[Object position labeling entries]
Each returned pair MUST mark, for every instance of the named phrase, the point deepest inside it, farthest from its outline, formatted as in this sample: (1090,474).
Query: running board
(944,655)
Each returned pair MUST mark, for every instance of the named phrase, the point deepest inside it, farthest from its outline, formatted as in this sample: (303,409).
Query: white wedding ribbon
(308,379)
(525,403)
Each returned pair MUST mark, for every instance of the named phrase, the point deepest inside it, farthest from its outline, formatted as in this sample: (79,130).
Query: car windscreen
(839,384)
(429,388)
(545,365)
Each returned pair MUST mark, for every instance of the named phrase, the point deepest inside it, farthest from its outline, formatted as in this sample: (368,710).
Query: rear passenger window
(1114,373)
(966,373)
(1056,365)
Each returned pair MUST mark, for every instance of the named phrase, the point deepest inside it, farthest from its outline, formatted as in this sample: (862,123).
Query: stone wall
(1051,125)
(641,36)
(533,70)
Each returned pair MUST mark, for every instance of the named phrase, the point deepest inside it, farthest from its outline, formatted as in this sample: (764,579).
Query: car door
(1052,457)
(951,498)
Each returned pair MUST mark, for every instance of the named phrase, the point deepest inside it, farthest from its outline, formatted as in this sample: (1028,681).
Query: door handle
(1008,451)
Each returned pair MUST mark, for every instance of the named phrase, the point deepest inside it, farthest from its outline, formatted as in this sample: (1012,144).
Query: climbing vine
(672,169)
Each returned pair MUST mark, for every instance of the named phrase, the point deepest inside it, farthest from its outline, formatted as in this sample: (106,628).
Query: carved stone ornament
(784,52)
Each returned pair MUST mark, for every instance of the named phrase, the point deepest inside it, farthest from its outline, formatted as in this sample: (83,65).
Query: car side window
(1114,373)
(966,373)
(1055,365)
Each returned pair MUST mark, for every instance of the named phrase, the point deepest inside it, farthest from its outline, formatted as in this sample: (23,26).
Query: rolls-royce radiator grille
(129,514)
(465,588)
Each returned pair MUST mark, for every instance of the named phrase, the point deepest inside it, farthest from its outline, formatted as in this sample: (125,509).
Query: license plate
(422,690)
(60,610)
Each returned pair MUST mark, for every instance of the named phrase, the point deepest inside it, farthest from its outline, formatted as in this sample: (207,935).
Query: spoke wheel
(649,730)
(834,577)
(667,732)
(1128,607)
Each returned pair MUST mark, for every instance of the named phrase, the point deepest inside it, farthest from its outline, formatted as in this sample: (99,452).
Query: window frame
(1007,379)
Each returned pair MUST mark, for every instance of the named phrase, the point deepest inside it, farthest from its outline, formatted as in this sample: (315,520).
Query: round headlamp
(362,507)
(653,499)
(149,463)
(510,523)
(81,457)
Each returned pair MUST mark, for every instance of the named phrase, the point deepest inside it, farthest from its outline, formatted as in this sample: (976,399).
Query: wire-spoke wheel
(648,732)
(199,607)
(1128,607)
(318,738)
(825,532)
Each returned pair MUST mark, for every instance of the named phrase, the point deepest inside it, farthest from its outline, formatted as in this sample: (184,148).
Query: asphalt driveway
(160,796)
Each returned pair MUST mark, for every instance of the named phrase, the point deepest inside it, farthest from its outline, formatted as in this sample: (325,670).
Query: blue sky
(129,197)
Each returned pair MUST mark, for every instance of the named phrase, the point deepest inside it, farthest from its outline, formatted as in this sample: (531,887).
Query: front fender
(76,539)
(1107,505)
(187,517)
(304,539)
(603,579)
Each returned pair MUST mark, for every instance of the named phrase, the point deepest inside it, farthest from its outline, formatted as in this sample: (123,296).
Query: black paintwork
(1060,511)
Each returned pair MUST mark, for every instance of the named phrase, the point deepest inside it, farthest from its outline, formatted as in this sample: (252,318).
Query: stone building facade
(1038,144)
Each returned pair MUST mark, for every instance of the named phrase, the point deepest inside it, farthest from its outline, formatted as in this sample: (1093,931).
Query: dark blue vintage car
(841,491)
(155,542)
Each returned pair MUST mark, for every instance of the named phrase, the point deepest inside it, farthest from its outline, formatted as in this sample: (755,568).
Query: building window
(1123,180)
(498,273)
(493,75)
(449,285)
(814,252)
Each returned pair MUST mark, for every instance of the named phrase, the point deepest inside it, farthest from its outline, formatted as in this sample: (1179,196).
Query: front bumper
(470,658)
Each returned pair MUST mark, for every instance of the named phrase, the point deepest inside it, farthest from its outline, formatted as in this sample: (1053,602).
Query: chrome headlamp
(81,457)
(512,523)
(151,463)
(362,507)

### YOUR TASK
Every line of the data above should be copied exactly.

### REPLY
Each returned pair MUST mark, for every instance of the named phrase, the point deepest inside it, farthest from its outline, formatted as in this sample: (1090,474).
Query: running board
(944,655)
Each returned pair MUST mark, for every instance of the named phrase, the point deepest inside it, farthest from its outline, formatted as in this sample: (303,409).
Query: white wedding ribbon
(308,379)
(525,403)
Each returned pair MUST mark, for every instance of the named phrase, the point deepest inside it, farthest from its outline, formatted as in this sample: (79,130).
Query: car windscreen
(839,384)
(429,388)
(545,365)
Each returned pair MUST mark, for every instance of the named phrase, the point deepest inside it, farthest from its outline, formatted as in this sample: (368,710).
Query: rear passenger window
(1114,373)
(966,373)
(1056,365)
Each returned pair MUST mark, for every instance of the named phrase, the point deepest inside it, farthest from its outline, formatted as in this sample: (862,123).
Query: stone wall
(1051,125)
(641,36)
(533,70)
Each returned pair MUST mark, for every instance of the named phrase, the point deepest inside it, farthest from its outline, formatted as in this sample: (764,579).
Query: car door
(1052,457)
(951,498)
Each returned pair MUST mark, for every instance of the named phrase, the point deepest inside it, farthest from its outline, formatted as in this sample: (1028,681).
Query: door handle
(1008,451)
Each returned pair MUST mark, for every instance of the named phrase, the point deepest inside it, farthest from its outline, formatted as in this sample: (1012,144).
Query: climbing vine
(672,169)
Each returned pair MUST mark, for every instance of the named phrase, the point deepest inside it, farthest from its outline, formatted as in this sample: (106,628).
Query: carved stone ornament
(784,52)
Each returned pair MUST mark, for every instance of the named phrase, the point deepest inside it, farthest from its outline, formatted as in this sample: (83,65).
Query: car side window
(1114,373)
(966,373)
(1055,365)
Each returned pair MUST mark, for every instance of the named phrase, the point deepest inside it, farthest from its outline, formatted as in this sample: (23,26).
Query: rolls-royce radiator grille
(129,514)
(465,588)
Each returned pair MUST mark, for every instance of the named phrase, the point deepest inside it, farthest from its outline, formatted as in this sample: (125,509).
Query: license plate
(422,690)
(60,610)
Each returned pair MUST mark, for every instance of the named phrase, the point deepest inside it, farthest from its outline, formatted as in this sample: (207,935).
Query: spoke wheel
(649,730)
(834,577)
(667,732)
(1128,607)
Each returned pair MUST mark, for every instance of the named phrase, the point deepest inside it, farthest from its outline, formatted as in this sample: (99,452).
Query: window frame
(1007,379)
Each returned pair MUST mark, for every instance of the named phrase, the point deepest inside it, farthest from its outline, formatted as in this sample: (315,520).
Query: round headlamp
(362,507)
(653,499)
(149,463)
(510,523)
(81,457)
Each returned pair MUST mark, for every instance of the named phrase, the point deepest inside it, farthest from its outline, formatted as in this sample: (976,399).
Query: wire-spoke wheel
(648,732)
(199,607)
(1128,607)
(318,738)
(825,532)
Each returned pair MUST mark, for every instance of the named phrase, the point deepest inside it, farthest from its outline, formatted as in this sample: (184,148).
Query: asphalt driveway
(160,796)
Each returned pair MUST mark, for every instance of the named phrase, the point deepest inside it, farthest from its outline, formatted as in this sample: (325,670).
Query: blue sky
(129,197)
Each returned pair MUST mark, for every instance of the named phrase, the point deepest inside it, farthest from its outline, formatted as in this sample: (531,887).
Query: front fender
(76,539)
(1107,505)
(187,517)
(304,539)
(603,579)
Each returned pair MUST mark, for every instance of the named phrase, the point deepest inside it, farthest from its outline, formatted as in this sample: (123,296).
Query: black paintwork
(1060,511)
Each returned pair MUST mark, for every instance of the named phrase, the point deepest inside it, farthest from its outline, formatted as in this sample: (252,318).
Query: stone building facade
(1038,144)
Each returned pair MUST mark, for every instance of the named phrase, the point deepest inside it, farthest from its outline, formatted as in this sample: (1093,931).
Query: dark blue vintage car
(841,491)
(155,542)
Each returned pair MUST mark, for every instance of the named phrase, the point deepest inside it, farthest from its outline, formatted as in this sample: (755,568).
Query: building window
(1123,180)
(498,273)
(493,75)
(449,285)
(814,252)
Each returned pair MUST mark, for every instance of the named phrase, the point deepest inside it, farthest from its outline, formatted as in this sample: (1179,196).
Query: front bumper
(470,658)
Each returned pair MUST mark, for every instance of the named phrase, the point deepest inside it, farthest from its outline, formatted as in this sample: (1053,602).
Query: chrome headlamp
(81,457)
(512,523)
(151,463)
(362,507)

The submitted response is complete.